Legislation. Legislation may be adopted, from time to time,
designed to limit the use of certain lower-quality and comparable
unrated securities by certain issuers. It is anticipated that if
additional legislation is enacted or proposed, it could have a
material affect on the value of these securities and the
existence of a secondary trading market for the securities.
When-Issued Securities
The Fund may from time to time invest up to 5% of its net
assets in securities purchased on a "when-issued" basis. The
price of securities purchased on a when-issued basis is fixed at
the time the commitment to purchase is made, but delivery and
payment for the securities take place at a later date. Normally,
the settlement date occurs within 45 days of the purchase.
During the period between the purchase and settlement, no payment
is made by the Fund to the issuer, no interest is accrued on debt
securities and no dividend income is earned on equity securities.
Forward commitments involve a risk of loss if the value of the
security to be purchased declines prior to the settlement date,
which risk is in addition to the risk of decline in value of the
Fund's other assets. While when-issued securities may be sold
prior to the settlement date, the Fund intends to purchase such
securities with the purpose of actually acquiring them. At the
time the Fund makes the commitment to purchase a security on a
when-issued basis, it will record the transaction and reflect the
value of the security in determining its net asset value. The
Fund does not believe that its net asset value will be adversely
affected by its purchases of securities on a when-issued basis.

> _TO DO_:
A: Summarize the fund investments passage in two sentences.
B: Proceed with the fund investments passage, picking up after its final sentence.
The lines that come after this are separate material, unrelated to the fund investments passage.

> _DATA LINES_:
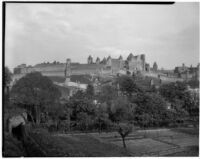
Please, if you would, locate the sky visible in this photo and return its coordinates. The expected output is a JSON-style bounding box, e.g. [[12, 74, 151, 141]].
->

> _THE RESPONSES_:
A: Legislation limiting the use of certain lower-quality and comparable unrated securities by certain issuers may be adopted and could materially affect the value of these securities and the existence of a secondary trading market for them. The Fund may invest up to 5% of its net assets in securities purchased on a when-issued basis, whose price is fixed when the commitment is made but which are delivered and paid for later, normally within 45 days, with no interest or dividends earned in the meantime and a risk of loss if their value declines before settlement.

B:
The Fund will maintain cash and marketable securities equal
in value to commitments for when-issued securities. Such
segregated securities either will mature or, if necessary, be
sold on or before the settlement date. When the time comes to
pay for when-issued securities, the Fund will meet its
obligations from then available cash flow, sale of the securities
held in the separate account, described above, sale of other
securities or, although it would not normally expect to do so,
from the sale of the when-issued securities themselves (which may
have a market value greater or less than the Fund's payment
obligation).
Unseasoned Companies
The Fund may invest up to 5% of its total assets in
unseasoned companies, which are companies with less than three
years of continuous operation. While smaller companies generally
have potential for rapid growth, they often involve higher risks
because they lack the management experience, financial resources,
product diversification and competitive strengths of larger
corporations. In addition, in many instances, the securities of
smaller companies are traded only over-the-counter or on regional
securities exchanges, and the frequency and volume of their
trading is substantially less than is typical of larger
companies. Therefore, the securities of these companies may be
subject to wider price fluctuations. When making large sales,
the Fund may have to sell portfolio holdings of these companies
at discounts from quoted prices or may have to make a series of
smaller sales over an extended period of time due to the trading
volume in smaller company securities.
Short Sales Against the Box
The Fund may sell securities short against the box to hedge
unrealized gains on portfolio securities. Selling securities
short against the box involves selling a security that the Fund
owns or has the right to acquire, for delivery at a specified
date in the future. If the Fund sells securities short against
the box, it may protect unrealized gains, but will lose the
opportunity to profit on such securities if the price rises.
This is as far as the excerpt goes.